**What the task requires**
Rewrite the data below with every "target" changed to "object" and nothing else altered. Leave the pictures out of your version.

Rows from a dataset

_ _ _ _

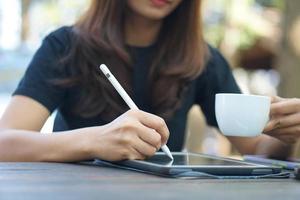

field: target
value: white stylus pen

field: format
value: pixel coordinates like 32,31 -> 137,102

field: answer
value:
100,64 -> 174,160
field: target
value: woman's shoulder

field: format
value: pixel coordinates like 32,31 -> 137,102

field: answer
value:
44,26 -> 74,48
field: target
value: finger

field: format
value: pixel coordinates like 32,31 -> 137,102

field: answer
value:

_ _ _ _

**Answer below**
field: object
value: white stylus pen

field: format
value: pixel coordinates like 32,31 -> 137,102

field: answer
value:
100,64 -> 174,160
field: object
value: woman's shoulder

field: format
value: pixel coordinates like 32,31 -> 137,102

field: answer
value:
44,26 -> 74,48
field: object
value: finger

field: format
value: pixel coordinates like 32,31 -> 137,102

field: answer
value:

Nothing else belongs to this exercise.